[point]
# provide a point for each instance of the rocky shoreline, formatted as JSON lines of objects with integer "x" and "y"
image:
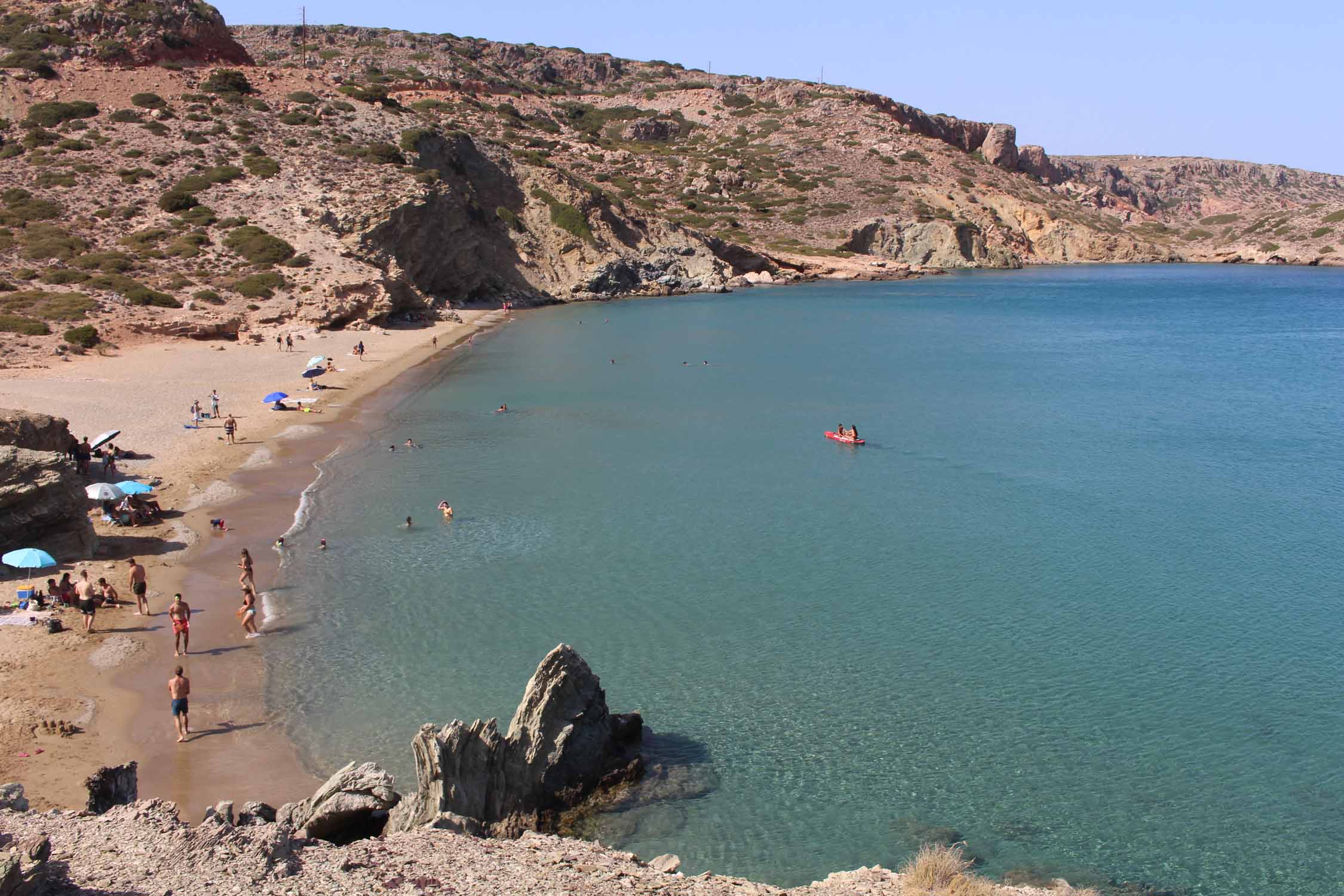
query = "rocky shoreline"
{"x": 357, "y": 834}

+===+

> **Problem details**
Keep every word of the data as it is when you write it out, but drop the pictures.

> **Your response**
[point]
# provide a point for each instance of the rocky shoreline, formatted as JSON lines of objects with integer "x" and "y"
image:
query = "rocky shoreline"
{"x": 357, "y": 834}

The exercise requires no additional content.